§ **What is expected**: For every entry, reproduce the wording exactly and omit any image it holds.

§ **Supplied material**:

══════════════════════════════

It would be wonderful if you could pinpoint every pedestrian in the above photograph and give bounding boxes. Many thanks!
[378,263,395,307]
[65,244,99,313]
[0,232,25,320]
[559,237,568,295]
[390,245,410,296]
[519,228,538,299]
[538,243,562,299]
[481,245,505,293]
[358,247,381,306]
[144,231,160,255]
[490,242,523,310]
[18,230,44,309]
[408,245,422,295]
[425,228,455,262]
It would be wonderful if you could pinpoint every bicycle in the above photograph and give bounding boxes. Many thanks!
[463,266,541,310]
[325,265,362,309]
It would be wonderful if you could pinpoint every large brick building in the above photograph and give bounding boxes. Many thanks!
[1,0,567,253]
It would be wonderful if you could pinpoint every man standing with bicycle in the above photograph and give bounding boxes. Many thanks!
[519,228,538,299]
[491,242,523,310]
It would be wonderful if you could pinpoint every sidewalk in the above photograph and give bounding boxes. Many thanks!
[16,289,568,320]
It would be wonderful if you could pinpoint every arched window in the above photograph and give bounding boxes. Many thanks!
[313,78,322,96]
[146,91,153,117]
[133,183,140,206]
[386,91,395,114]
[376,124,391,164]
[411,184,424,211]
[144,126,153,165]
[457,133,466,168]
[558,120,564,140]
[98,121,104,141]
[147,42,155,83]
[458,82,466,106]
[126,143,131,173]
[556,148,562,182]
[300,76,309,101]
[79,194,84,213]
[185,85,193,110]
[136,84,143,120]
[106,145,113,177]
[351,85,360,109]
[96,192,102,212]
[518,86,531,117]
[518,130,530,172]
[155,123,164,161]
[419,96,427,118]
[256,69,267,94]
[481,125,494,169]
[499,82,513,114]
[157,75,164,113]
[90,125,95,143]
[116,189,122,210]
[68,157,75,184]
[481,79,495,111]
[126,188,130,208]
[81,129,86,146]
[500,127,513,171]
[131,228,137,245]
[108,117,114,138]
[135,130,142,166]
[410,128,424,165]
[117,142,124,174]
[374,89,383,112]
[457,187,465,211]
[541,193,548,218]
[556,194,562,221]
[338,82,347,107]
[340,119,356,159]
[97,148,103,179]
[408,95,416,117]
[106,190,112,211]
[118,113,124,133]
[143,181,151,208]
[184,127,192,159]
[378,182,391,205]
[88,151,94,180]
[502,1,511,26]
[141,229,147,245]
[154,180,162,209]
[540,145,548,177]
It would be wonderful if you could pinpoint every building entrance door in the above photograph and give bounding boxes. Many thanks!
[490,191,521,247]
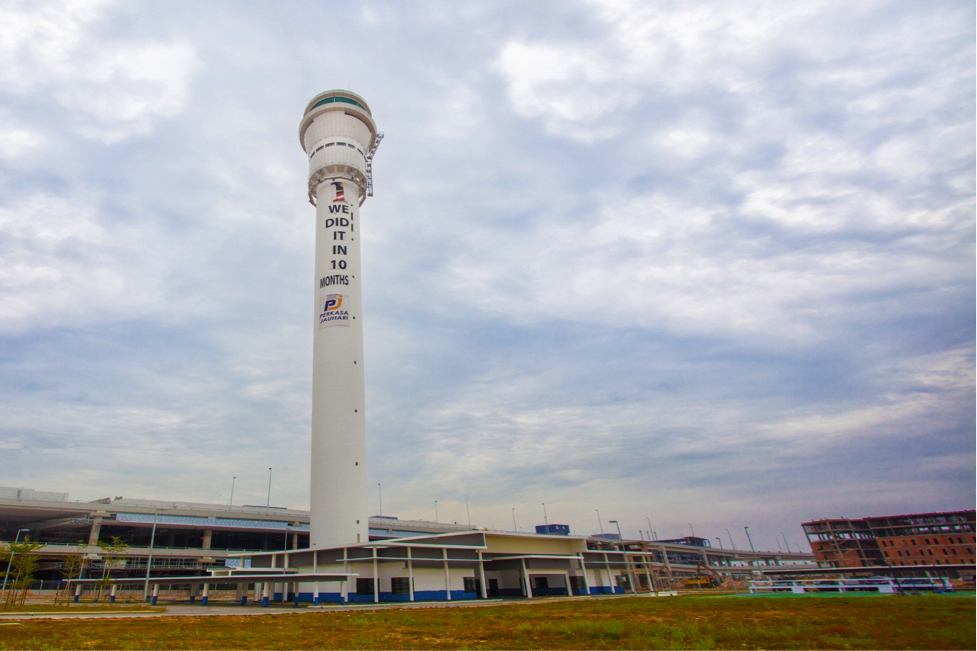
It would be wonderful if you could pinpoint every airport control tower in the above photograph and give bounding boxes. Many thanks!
[299,90,381,549]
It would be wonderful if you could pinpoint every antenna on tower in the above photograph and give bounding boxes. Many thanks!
[365,132,384,197]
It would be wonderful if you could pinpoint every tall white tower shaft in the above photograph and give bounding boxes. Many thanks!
[299,91,379,549]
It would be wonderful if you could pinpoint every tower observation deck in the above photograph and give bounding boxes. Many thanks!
[300,90,380,549]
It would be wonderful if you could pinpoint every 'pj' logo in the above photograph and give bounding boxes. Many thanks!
[323,295,344,311]
[332,181,345,203]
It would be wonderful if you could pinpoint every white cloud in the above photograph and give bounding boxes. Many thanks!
[0,193,168,334]
[432,184,967,344]
[493,0,973,148]
[0,0,197,142]
[0,117,42,160]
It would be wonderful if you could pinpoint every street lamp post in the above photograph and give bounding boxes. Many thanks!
[465,495,471,527]
[744,526,756,567]
[434,501,438,523]
[688,523,696,538]
[645,517,654,540]
[266,467,273,508]
[229,476,236,506]
[1,528,30,603]
[511,508,517,532]
[596,510,604,535]
[542,503,549,528]
[716,537,723,550]
[725,528,737,550]
[608,520,637,593]
[143,508,163,601]
[378,484,382,517]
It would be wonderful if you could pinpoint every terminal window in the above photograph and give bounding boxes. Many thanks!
[355,578,374,596]
[391,578,411,595]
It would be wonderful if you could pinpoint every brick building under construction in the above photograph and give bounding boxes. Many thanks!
[802,510,975,568]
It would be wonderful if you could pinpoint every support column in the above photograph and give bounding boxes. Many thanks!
[341,548,348,605]
[151,584,160,606]
[602,552,613,594]
[372,546,379,604]
[313,548,319,606]
[442,548,452,601]
[87,516,103,546]
[282,550,290,605]
[643,550,654,593]
[477,550,487,599]
[202,529,213,552]
[262,582,270,607]
[578,553,590,595]
[109,584,117,604]
[660,543,673,583]
[201,583,209,606]
[407,547,415,602]
[189,583,197,603]
[521,558,533,599]
[73,583,81,603]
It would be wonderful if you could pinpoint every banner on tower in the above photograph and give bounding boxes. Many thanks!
[332,181,345,203]
[319,293,350,328]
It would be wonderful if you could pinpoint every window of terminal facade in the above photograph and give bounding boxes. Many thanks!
[356,578,374,596]
[391,578,411,595]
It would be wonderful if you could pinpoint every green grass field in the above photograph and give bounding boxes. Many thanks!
[0,594,972,650]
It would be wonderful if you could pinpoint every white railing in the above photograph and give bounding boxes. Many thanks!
[750,577,953,594]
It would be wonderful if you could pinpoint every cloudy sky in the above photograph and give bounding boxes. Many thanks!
[1,0,973,552]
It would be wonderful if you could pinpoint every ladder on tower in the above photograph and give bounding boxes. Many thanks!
[365,132,384,197]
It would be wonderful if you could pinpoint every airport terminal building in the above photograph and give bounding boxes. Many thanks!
[2,485,817,604]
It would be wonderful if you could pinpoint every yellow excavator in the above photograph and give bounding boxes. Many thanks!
[681,562,720,588]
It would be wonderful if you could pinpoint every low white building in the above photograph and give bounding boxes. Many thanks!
[239,529,632,605]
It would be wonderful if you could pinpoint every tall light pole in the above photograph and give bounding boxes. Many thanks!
[465,495,471,527]
[645,516,654,540]
[781,532,791,553]
[596,510,604,535]
[143,508,165,600]
[725,528,737,550]
[266,467,273,508]
[378,483,382,517]
[1,528,30,602]
[744,526,756,567]
[716,537,723,550]
[434,500,439,523]
[688,523,696,538]
[608,520,636,593]
[229,476,236,506]
[542,503,549,529]
[511,508,517,532]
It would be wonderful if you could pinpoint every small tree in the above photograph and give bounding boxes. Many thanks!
[94,537,129,602]
[54,544,85,605]
[2,537,45,610]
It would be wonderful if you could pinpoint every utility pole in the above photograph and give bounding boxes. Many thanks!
[609,520,636,593]
[266,467,273,508]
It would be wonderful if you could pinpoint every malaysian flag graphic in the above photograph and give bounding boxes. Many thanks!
[332,181,345,202]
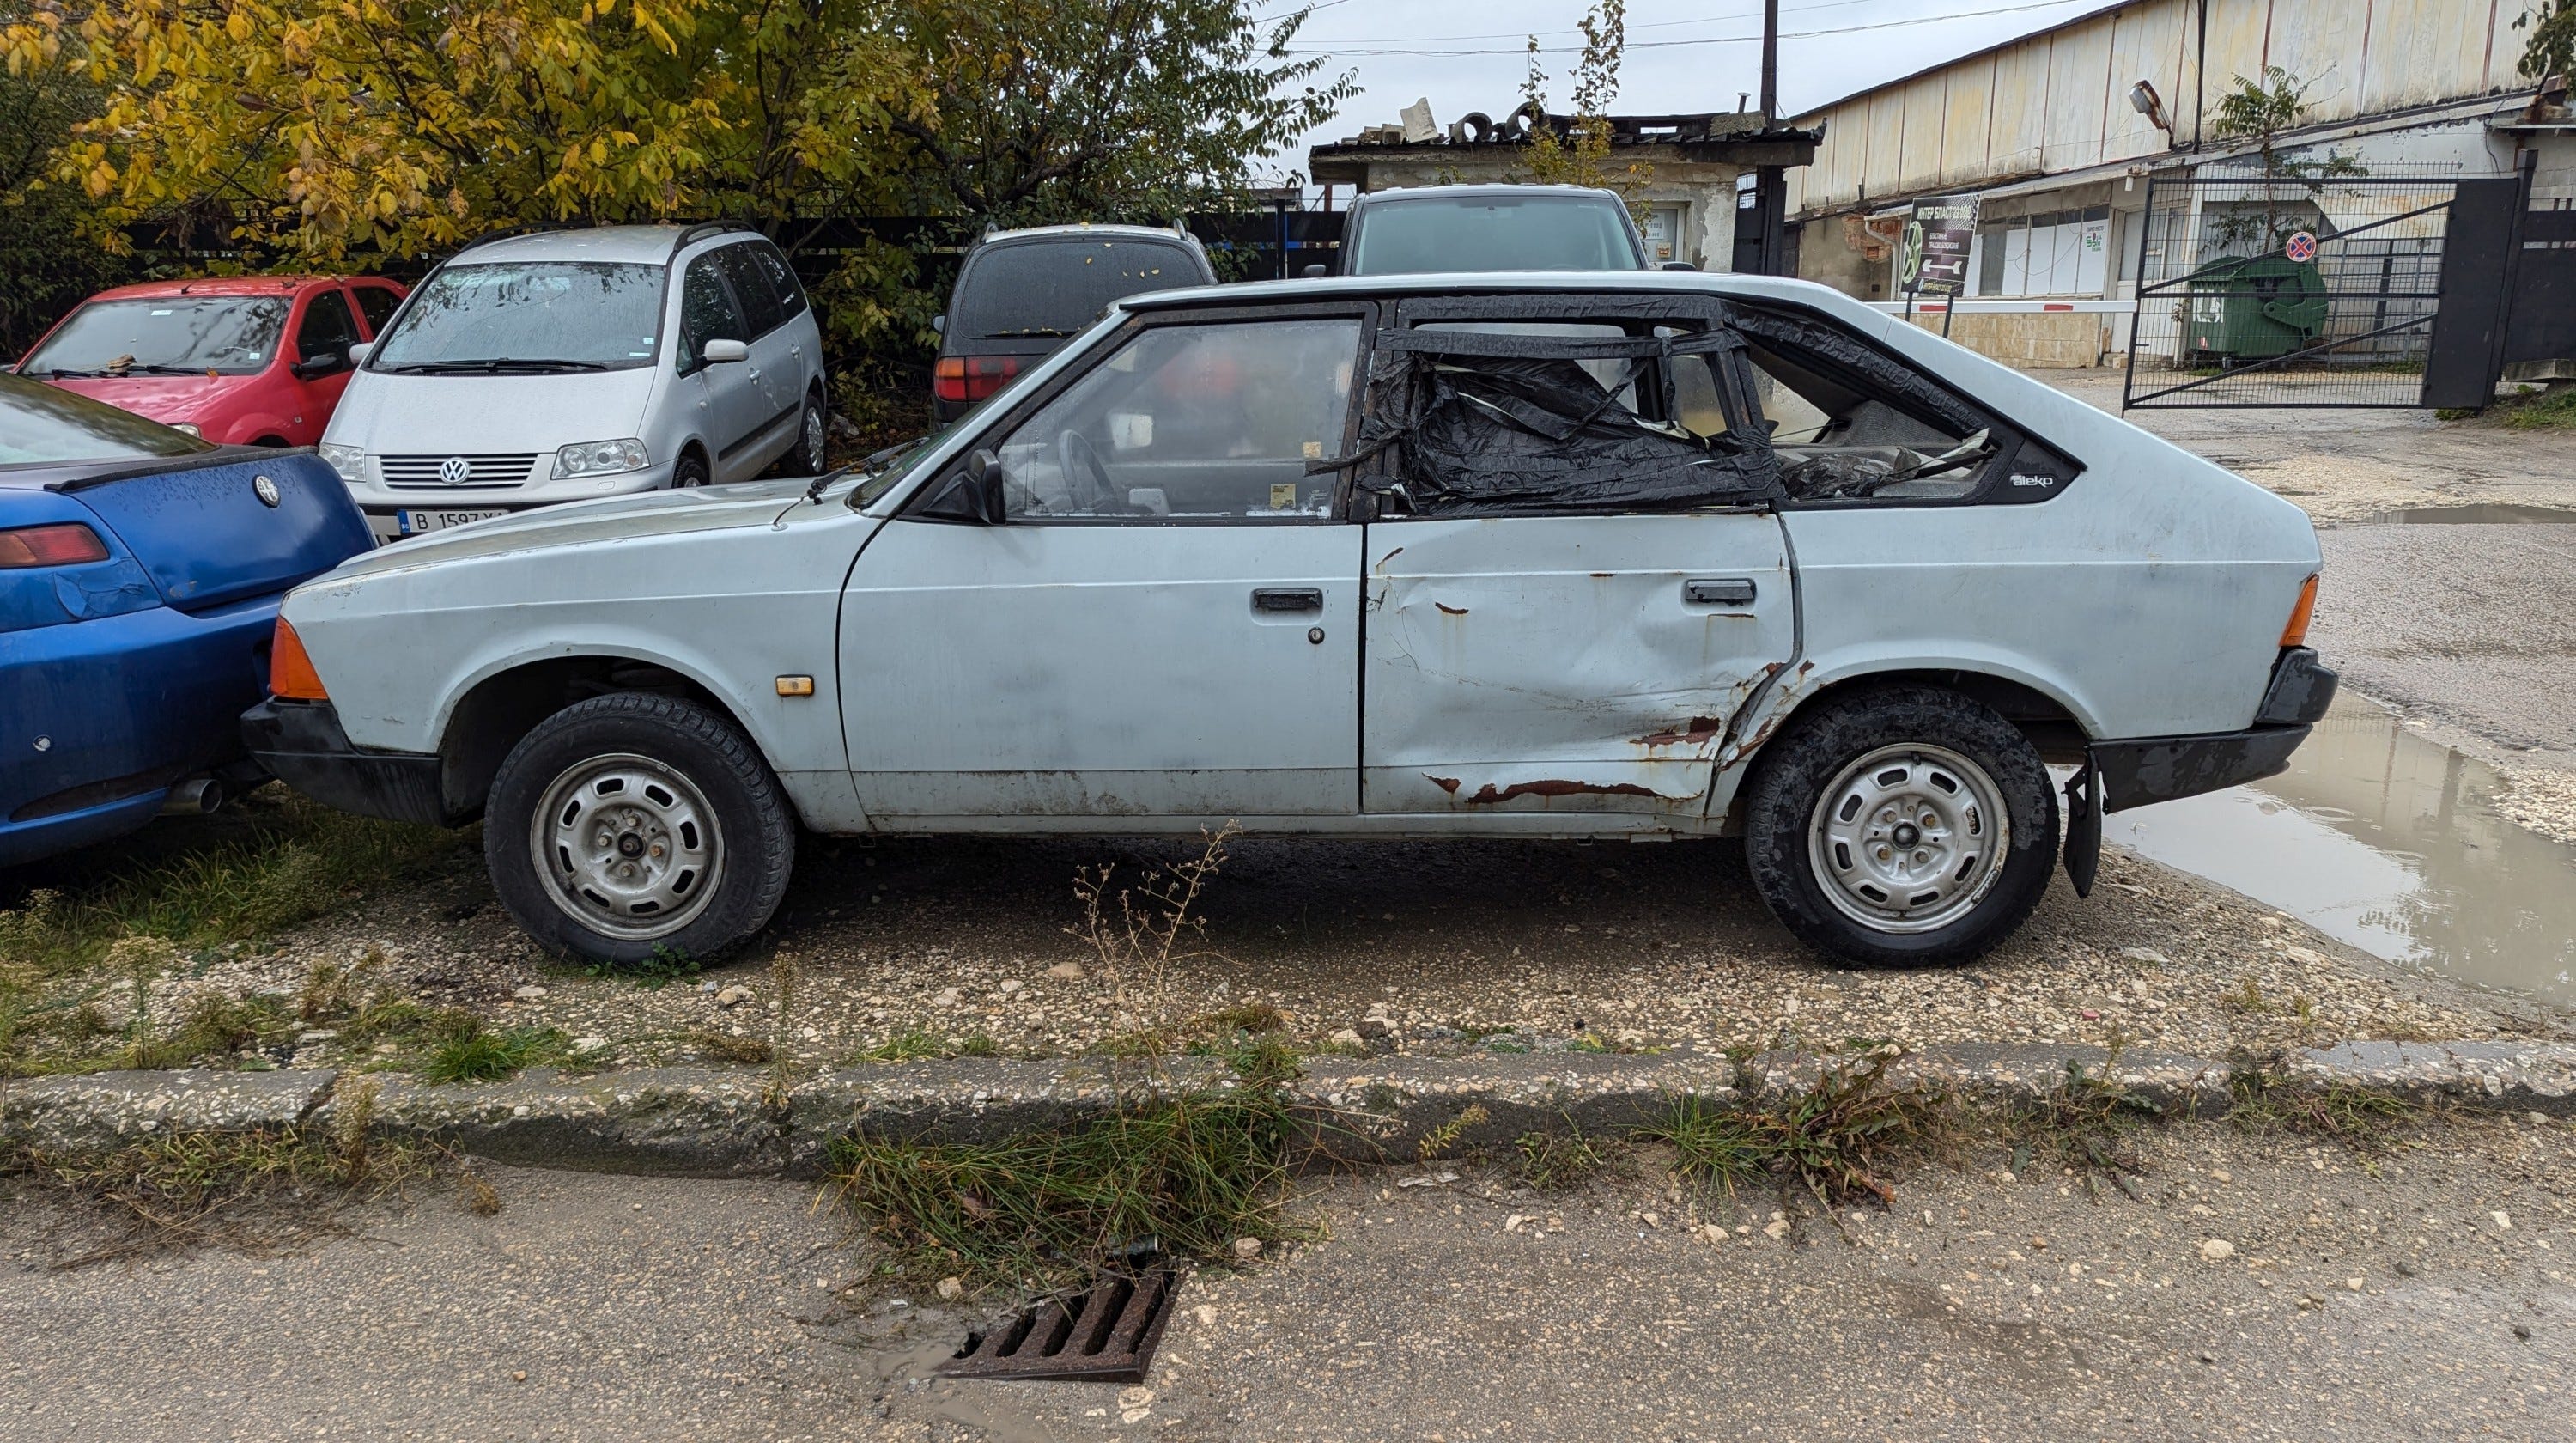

══════════════════════════════

§ **Result**:
It would be wonderful if you could pinpoint every pedestrian in the above photograph and give bounding boxes. Many thanks!
[378,263,395,307]
[65,244,99,313]
[0,232,25,320]
[559,237,568,295]
[390,245,410,296]
[519,228,538,299]
[538,243,562,299]
[481,245,505,293]
[358,247,381,306]
[144,231,160,255]
[490,242,523,310]
[18,230,44,309]
[408,245,422,295]
[425,228,455,262]
It would be wonderful if you could pinpoint every bicycle in the above photograph and give bounding boxes. Many thanks!
[463,266,541,310]
[325,265,362,309]
It would be wonderful if you could pinpoint every large brick building in the above photograph and give bounding boxes. Many thanks!
[1,0,567,253]
It would be wonderful if you could pinpoint every man standing with bicycle in the above photograph and give bounding boxes. Many thanks!
[519,228,538,299]
[491,242,523,310]
It would be wonderful if you could pinpoint every sidewalk in the above photograph and give bounding boxes. Many thanks!
[16,289,568,320]
It would be wonderful if you could pinpoint every arched window in the above photograph and give bounding boxes. Many thanks!
[313,78,322,96]
[146,91,153,117]
[133,183,140,206]
[386,91,395,114]
[376,124,391,164]
[411,184,424,211]
[144,126,153,165]
[457,133,466,168]
[558,120,564,140]
[98,121,104,141]
[147,42,155,83]
[458,82,466,106]
[126,143,131,173]
[556,148,562,182]
[300,76,309,101]
[79,194,84,213]
[185,85,193,110]
[136,84,143,120]
[106,145,113,177]
[351,85,360,109]
[96,192,102,212]
[518,86,531,117]
[518,130,530,172]
[155,123,164,161]
[419,96,427,118]
[256,69,267,94]
[481,125,494,169]
[499,82,513,114]
[157,75,164,113]
[90,125,95,143]
[116,189,122,210]
[68,157,75,184]
[481,79,495,111]
[126,188,130,208]
[81,129,86,146]
[500,127,513,171]
[131,228,137,245]
[108,117,114,138]
[135,130,142,166]
[410,128,424,165]
[117,142,124,174]
[374,89,383,112]
[457,187,465,211]
[541,193,548,218]
[556,194,562,221]
[338,82,347,107]
[340,119,356,159]
[97,148,103,179]
[408,95,416,117]
[106,190,112,211]
[118,113,124,133]
[143,181,151,208]
[184,127,192,159]
[378,182,391,205]
[88,151,94,180]
[502,1,511,26]
[141,229,147,245]
[154,180,162,209]
[540,145,548,177]
It would be wonderful if you could pinpoint every building entrance door in the above photograph and give bounding boxes. Many thanks!
[490,191,521,247]
It would be wonderful if you could pinpoint every airport control tower in the above photograph and give bounding boxes. Many thanks!
[299,90,381,549]
It would be wonderful if you could pinpoint every antenna on tower in the above photograph and give bounding boxes. Many thanks!
[365,132,384,197]
It would be wonderful if you could pinpoint every tall white tower shaft in the above photograph and give bounding boxes. Many thanks!
[299,91,379,549]
It would be wonderful if you could pinpoint every tower observation deck in the above photograph and give bounding boxes. Many thanks!
[300,90,380,549]
It would be wonderful if you could pinpoint every 'pj' logo in the above photograph and give bounding boxes. Many thanks!
[323,295,344,311]
[332,181,345,203]
It would be wonderful if you could pinpoint every white cloud in the above photograph and give bounding boxes. Many thanks!
[0,193,168,334]
[432,184,967,344]
[493,0,973,148]
[0,0,197,142]
[0,117,42,160]
It would be wonderful if you could pinpoint every street lamp post in the above photograph and give bounding boxes. Many thanks!
[465,495,471,527]
[744,526,756,567]
[434,501,438,523]
[688,523,696,538]
[645,517,654,540]
[266,467,273,508]
[229,476,236,506]
[1,528,30,603]
[511,508,517,532]
[596,510,604,535]
[542,503,549,528]
[716,537,723,550]
[725,528,737,550]
[608,520,637,593]
[143,508,163,601]
[378,484,382,517]
It would be wonderful if you could pinpoint every terminal window in the above photograph and give bounding boxes. Many thanks!
[355,578,374,596]
[391,578,411,595]
It would be wonderful if you could pinpoint every brick building under construction in the above photograph and give bounding boxes. Many thanks!
[802,510,975,568]
It would be wonderful if you could pinpoint every support column in the above photograph and give bounding boxes. Many thanks!
[341,548,348,605]
[151,584,160,606]
[602,552,613,594]
[372,546,379,604]
[313,548,319,606]
[442,548,452,601]
[87,516,103,546]
[282,550,290,605]
[643,550,654,593]
[477,550,487,599]
[202,529,213,552]
[262,582,270,607]
[578,553,590,595]
[109,584,117,604]
[660,543,673,583]
[201,583,209,606]
[407,547,415,602]
[189,583,197,603]
[521,558,533,599]
[73,583,81,603]
It would be wonderful if you could pinpoint every banner on tower in the above photograph and give bounding boxes. Many thanks!
[332,181,345,203]
[319,293,350,328]
It would be wonderful if you could pinpoint every window of terminal facade in the above photograph and give bounding boxes. Many thanks!
[356,578,374,596]
[391,578,411,595]
It would be wonderful if you could pinpoint every green grass field in the above photograph and give bounding boxes. Many thanks!
[0,594,972,650]
It would be wonderful if you could pinpoint every white railing in the above photograph and give bounding boxes. Many thanks!
[750,577,953,594]
It would be wonderful if you could pinpoint every cloudy sky in the above photograph and give bounding boxes. Many thanks!
[1,0,973,552]
It would be wonderful if you could pinpoint every ladder on tower in the above photograph and give bounding boxes. Many thanks!
[365,132,384,197]
It would be wonderful if you could pinpoint every airport terminal building in the above photograph and give bounding boxes. Many thanks!
[2,485,817,604]
It would be wonderful if you could pinpoint every yellow excavator in the above photograph and give bounding boxes. Many thanks!
[681,562,720,588]
It would be wonderful if you could pinpoint every low white building in the above photograph and give bounding boxes. Many thanks!
[239,529,632,605]
It would be wonderful if you could pinpoint every tall light pole in the above photograph and give bounding boxes. Many thanks!
[465,495,471,527]
[645,516,654,540]
[781,532,791,553]
[596,510,604,535]
[143,508,165,600]
[725,528,737,550]
[266,467,273,508]
[378,483,382,517]
[1,528,30,602]
[744,526,756,567]
[716,537,723,550]
[434,500,439,523]
[688,523,696,538]
[608,520,636,593]
[229,476,236,506]
[542,503,549,529]
[511,508,517,532]
It would be wonderful if you could pinpoint every small tree in the above photograph and give bounding boxes. Many thanks!
[94,537,129,602]
[54,544,85,605]
[2,537,45,610]
It would be wonderful if you could pinpoint every utility pole in the above photograph and give bounding boxes. Many thanks!
[609,520,636,593]
[266,467,273,508]
It would be wonderful if you could pinpoint every malaysian flag graphic in the above photograph and give bounding boxes. Many thanks!
[332,181,345,202]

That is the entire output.